Copy the lines verbatim, beginning with the line that contains "of the anal" and continuing through the end of the data, and only those lines.

# INPUT RECORDS start

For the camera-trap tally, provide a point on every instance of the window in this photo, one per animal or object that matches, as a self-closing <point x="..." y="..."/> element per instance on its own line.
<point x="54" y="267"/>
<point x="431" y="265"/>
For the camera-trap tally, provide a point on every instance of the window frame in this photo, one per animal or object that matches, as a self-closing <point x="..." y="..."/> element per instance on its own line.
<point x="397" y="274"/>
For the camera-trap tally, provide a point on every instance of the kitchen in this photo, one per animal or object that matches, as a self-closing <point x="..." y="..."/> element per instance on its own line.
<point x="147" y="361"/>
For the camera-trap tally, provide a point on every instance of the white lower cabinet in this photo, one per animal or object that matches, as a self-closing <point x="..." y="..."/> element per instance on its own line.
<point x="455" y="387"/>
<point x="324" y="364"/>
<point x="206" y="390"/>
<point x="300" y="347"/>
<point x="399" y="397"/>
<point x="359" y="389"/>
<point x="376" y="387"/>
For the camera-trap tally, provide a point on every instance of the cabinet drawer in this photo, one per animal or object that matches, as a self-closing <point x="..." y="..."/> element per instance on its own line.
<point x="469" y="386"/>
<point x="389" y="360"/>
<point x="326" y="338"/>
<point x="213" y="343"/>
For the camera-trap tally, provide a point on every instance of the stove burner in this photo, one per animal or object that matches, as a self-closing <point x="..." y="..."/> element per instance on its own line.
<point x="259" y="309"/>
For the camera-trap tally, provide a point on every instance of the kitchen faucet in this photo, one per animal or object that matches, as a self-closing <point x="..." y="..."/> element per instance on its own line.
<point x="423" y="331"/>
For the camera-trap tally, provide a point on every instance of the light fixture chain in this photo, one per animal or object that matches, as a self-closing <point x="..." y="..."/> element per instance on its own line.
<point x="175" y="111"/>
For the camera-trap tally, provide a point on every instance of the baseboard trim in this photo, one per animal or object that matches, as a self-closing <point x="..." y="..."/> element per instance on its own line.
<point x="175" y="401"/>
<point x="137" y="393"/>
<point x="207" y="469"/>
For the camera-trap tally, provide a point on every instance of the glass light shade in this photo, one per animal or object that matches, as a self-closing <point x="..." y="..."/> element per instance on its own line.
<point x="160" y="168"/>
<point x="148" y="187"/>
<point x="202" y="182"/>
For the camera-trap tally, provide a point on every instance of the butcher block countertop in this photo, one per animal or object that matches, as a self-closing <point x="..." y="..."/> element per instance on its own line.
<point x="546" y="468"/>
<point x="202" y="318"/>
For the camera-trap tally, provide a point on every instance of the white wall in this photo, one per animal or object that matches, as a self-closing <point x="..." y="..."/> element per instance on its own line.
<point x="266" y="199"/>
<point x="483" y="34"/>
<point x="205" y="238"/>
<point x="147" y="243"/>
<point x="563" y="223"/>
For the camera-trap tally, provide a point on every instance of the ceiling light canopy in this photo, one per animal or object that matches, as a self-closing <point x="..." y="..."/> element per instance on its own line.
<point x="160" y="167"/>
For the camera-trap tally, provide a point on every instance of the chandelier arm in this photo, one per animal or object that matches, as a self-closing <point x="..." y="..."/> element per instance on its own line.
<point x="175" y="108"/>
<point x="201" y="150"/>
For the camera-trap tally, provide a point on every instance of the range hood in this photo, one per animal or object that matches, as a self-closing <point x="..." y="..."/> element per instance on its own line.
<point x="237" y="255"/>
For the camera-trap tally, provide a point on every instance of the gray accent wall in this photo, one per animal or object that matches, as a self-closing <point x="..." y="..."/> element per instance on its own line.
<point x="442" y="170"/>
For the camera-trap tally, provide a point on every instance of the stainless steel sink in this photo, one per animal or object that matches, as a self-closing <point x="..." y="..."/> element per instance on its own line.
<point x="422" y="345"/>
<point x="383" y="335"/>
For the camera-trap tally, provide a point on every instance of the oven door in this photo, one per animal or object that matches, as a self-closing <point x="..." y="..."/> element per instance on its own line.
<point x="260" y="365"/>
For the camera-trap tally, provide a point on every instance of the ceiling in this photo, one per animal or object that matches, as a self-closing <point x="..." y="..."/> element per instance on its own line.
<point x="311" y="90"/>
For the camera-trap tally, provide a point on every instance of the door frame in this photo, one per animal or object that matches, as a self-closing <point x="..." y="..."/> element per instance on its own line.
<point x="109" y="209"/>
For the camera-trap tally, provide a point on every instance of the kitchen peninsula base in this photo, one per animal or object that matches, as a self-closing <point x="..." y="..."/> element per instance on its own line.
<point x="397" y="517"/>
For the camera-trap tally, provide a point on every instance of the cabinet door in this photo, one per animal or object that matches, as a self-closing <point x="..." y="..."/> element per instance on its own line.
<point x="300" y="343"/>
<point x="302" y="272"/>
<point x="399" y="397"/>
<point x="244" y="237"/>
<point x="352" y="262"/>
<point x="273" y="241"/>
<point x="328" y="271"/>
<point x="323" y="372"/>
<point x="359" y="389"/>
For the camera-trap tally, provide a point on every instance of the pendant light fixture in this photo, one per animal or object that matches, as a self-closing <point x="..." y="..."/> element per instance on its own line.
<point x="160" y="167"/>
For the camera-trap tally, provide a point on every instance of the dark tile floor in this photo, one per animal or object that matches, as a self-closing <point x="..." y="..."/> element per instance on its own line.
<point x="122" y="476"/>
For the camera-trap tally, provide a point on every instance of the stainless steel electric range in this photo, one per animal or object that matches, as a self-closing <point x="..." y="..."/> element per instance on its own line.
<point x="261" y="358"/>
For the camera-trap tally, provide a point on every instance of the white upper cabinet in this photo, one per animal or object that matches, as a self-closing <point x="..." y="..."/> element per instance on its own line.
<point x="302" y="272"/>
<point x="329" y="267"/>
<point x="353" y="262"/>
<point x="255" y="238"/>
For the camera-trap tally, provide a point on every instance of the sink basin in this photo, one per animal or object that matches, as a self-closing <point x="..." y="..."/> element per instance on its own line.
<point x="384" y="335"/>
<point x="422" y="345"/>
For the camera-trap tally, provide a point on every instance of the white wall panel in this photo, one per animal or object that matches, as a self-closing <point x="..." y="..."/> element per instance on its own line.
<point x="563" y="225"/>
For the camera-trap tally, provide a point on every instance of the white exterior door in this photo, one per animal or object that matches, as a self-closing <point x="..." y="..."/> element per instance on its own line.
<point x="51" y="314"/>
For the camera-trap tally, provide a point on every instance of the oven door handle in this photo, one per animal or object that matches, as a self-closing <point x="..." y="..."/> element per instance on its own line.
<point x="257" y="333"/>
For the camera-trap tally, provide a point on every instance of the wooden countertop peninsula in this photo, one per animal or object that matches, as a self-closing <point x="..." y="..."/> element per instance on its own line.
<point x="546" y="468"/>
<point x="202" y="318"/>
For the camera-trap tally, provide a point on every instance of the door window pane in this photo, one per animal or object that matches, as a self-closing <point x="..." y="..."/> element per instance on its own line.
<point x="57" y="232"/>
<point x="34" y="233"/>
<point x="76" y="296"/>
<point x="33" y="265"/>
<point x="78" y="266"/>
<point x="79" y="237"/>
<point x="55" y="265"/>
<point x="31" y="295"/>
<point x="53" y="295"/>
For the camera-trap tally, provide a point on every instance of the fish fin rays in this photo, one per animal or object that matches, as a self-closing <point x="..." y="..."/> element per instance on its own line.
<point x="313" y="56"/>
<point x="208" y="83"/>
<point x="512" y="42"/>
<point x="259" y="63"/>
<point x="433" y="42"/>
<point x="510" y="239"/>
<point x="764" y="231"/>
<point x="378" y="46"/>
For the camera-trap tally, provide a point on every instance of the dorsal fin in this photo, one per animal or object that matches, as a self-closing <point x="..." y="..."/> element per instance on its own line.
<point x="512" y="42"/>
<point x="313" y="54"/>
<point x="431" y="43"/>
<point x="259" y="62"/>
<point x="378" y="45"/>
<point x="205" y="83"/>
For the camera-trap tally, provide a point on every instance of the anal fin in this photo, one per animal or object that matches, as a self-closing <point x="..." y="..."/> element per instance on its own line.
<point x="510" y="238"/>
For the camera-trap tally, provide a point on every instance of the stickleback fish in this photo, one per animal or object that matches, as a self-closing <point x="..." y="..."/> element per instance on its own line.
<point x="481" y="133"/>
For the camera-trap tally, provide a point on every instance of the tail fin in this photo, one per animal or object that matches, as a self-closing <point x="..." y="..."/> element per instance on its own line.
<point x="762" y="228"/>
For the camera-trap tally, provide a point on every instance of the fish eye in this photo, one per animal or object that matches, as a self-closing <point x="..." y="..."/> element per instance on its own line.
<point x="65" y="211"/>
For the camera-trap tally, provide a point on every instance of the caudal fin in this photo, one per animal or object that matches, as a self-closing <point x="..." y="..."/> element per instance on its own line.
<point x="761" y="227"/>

# INPUT RECORDS end

*OUTPUT FOR THIS TASK:*
For the camera-trap tally, provide a point on every instance of the anal fin in this photo, one per animal or object that matches, as a self-closing <point x="..." y="..."/> element per instance on its own line.
<point x="510" y="238"/>
For the camera-trap tally, provide a point on every instance of the stickleback fish in this photo, one per animal or object that matches, as a self-closing <point x="..." y="..."/> element per instance on its own line.
<point x="481" y="133"/>
For the camera-trap tally, provide a point on every instance of the tail fin in this photo, one per animal or object that matches, as a self-closing <point x="..." y="..."/> element per instance on its own line.
<point x="762" y="228"/>
For the camera-trap tally, provide a point on every instance of the fish eye in this photo, one per animal or object that matches, as a self-closing <point x="..." y="..."/> element per instance on its own line.
<point x="65" y="211"/>
For the camera-trap tally, provide a point on every instance of the caudal fin in this photo, one per animal or object that matches, as a self-closing <point x="..." y="..."/> element per instance on its own line.
<point x="761" y="227"/>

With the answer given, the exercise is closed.